### Task A:
List every value of m2 recorded in the table of the physics practice sheet.

Physics · Year 11 · Module 2: Dynamics · Lesson 14
HSC Exam Practice
Phase 3 Consolidation: Momentum, Impulse & Collisions
Short answer
1.Short answer
Define momentum and state its SI unit. Explain why a defined positive direction is essential when using p = mv in a collision problem.
Explain why a ball that bounces off a wall experiences a greater change in momentum than one that strikes the wall and sticks. Use signed velocities in your explanation.
State the law of conservation of momentum. Identify the two conditions required for it to apply, and give one specific example of a situation in which it cannot be applied.
Distinguish between an elastic and a perfectly inelastic collision. In your answer, state which quantity is conserved in one but not the other, and describe how you would experimentally confirm each type.
A student claims that wearing a seatbelt reduces the impulse experienced by a passenger in a collision. Identify the error in this claim and provide a correct explanation linking impulse, force, and contact time.
A tennis racquet strikes a ball during a rally. Describe the Newton’s Third Law force pair that acts during the collision. State the magnitude, direction, and duration of each force, and explain why the ball accelerates far more than the racquet.
Data response & multi-step calculation
2.Data response — mass ratio and kinetic energy loss
A student investigates how the mass ratio of two objects affects the fraction of kinetic energy lost in a perfectly inelastic collision. Object 1 (m1 = 2 kg) travels at +5 m/s and collides with stationary Object 2. The table below records results for four different values of m2.
| m2 (kg) | vf (m/s) | KEbefore (J) | KEafter (J) | KElost / KEbefore |
|---|---|---|---|---|
| 1 | 3.33 | 25.0 | 16.7 | 0.33 |
| 2 | 2.50 | 25.0 | 12.5 | 0.50 |
| 6 | 1.25 | 25.0 | 3.9 | 0.75 |
| 18 | 0.50 | 25.0 | 1.25 | 0.90 |
(a) Describe the trend in the fraction of kinetic energy lost as m2 increases. Use data from the table. (2 marks)

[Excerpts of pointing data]
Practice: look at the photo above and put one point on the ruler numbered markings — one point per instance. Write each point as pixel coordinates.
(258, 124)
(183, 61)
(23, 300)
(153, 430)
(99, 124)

### Task B:
Throughout the listing, swap "instance" for "occurrence" and write out all of its lines again with nothing else altered.

### Reply A:
1 kg, 2 kg, 6 kg, 18 kg

### Reply B:
Practice: look at the photo above and put one point on the ruler numbered markings — one point per occurrence. Write each point as pixel coordinates.
(258, 124)
(183, 61)
(23, 300)
(153, 430)
(99, 124)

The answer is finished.